* [GIVEN PROBLEM]
Find each line of the data below that contains the word "logo" and copy those lines.

* [DATA FOR THIS EXERCISE]
━━━
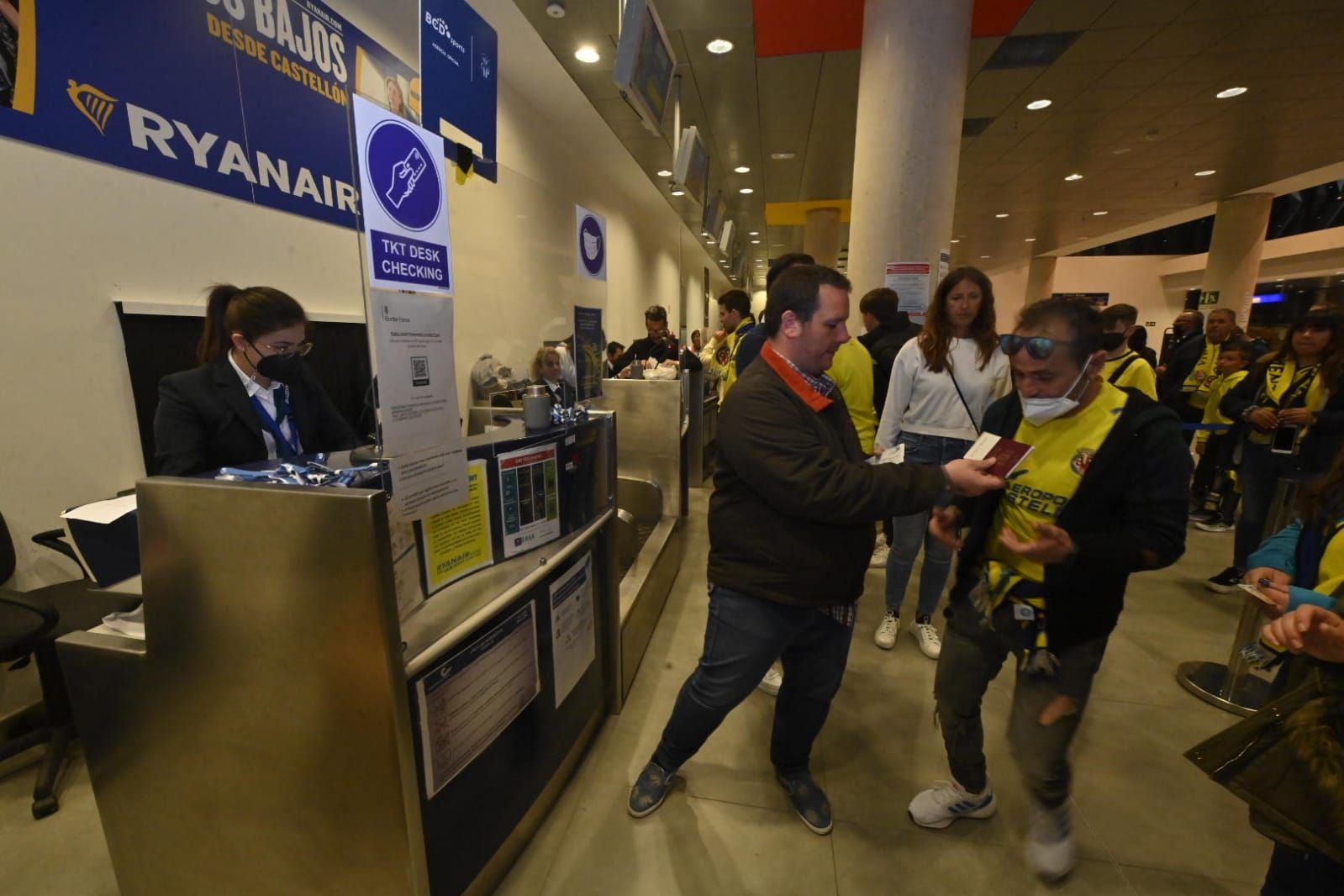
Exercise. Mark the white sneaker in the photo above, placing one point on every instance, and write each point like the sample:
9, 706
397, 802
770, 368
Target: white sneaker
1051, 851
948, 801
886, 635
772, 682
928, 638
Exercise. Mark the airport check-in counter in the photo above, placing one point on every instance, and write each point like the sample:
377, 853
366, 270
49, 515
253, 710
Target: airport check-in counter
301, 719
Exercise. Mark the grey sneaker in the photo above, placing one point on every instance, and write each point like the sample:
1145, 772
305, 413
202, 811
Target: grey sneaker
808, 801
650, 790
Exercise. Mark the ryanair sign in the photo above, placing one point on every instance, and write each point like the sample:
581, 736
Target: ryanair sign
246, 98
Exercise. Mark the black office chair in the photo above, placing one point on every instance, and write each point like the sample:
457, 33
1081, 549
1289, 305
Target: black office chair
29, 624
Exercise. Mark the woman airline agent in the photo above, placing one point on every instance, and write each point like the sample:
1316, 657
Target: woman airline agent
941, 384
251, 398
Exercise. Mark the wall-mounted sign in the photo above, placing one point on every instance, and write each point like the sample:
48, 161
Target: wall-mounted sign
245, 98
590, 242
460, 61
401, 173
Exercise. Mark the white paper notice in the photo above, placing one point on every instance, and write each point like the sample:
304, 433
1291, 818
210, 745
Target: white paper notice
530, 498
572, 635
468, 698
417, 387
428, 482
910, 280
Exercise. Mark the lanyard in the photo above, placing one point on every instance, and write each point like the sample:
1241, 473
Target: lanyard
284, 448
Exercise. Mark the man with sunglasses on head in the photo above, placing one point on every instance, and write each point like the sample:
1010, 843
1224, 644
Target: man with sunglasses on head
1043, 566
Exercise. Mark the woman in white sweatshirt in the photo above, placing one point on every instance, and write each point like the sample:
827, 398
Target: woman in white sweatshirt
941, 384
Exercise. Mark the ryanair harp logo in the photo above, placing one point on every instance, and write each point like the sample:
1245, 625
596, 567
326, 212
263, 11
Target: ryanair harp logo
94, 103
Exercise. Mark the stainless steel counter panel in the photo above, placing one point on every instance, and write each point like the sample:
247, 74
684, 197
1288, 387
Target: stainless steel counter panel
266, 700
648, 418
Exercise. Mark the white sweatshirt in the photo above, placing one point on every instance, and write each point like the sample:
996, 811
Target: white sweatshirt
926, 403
━━━
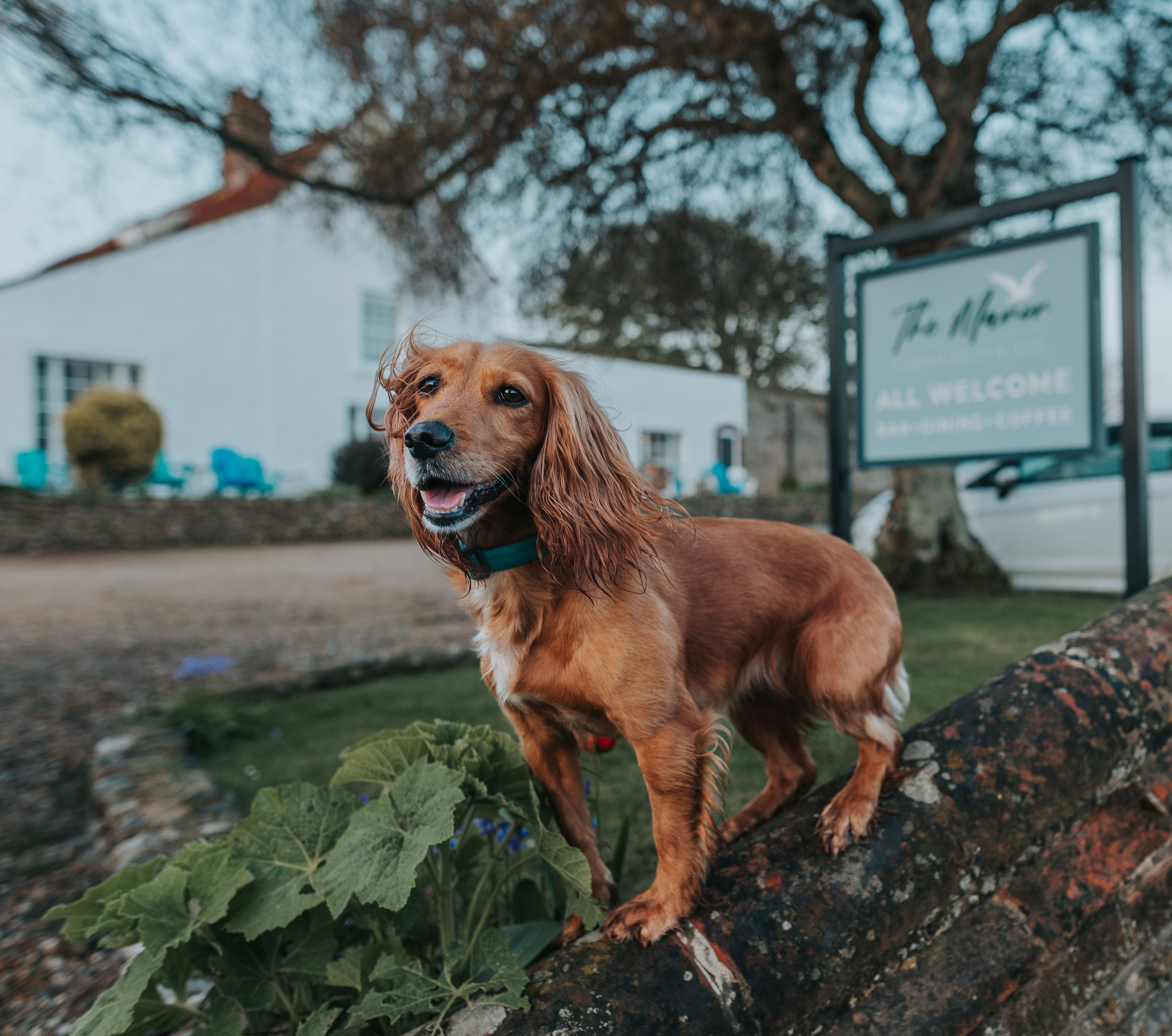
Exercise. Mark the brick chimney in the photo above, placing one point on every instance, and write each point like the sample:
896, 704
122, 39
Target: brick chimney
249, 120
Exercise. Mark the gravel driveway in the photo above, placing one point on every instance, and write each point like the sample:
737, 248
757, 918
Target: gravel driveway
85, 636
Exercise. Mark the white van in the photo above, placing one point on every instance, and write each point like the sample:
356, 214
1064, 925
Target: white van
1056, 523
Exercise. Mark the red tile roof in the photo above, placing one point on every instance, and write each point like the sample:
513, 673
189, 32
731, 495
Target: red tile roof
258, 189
━━━
* [EXPECTED ANSWER]
Exercise. Mark the ryanair harp logo in the photo above, placing one point on every instance, and write each point like the sample:
Target: ryanair harp logo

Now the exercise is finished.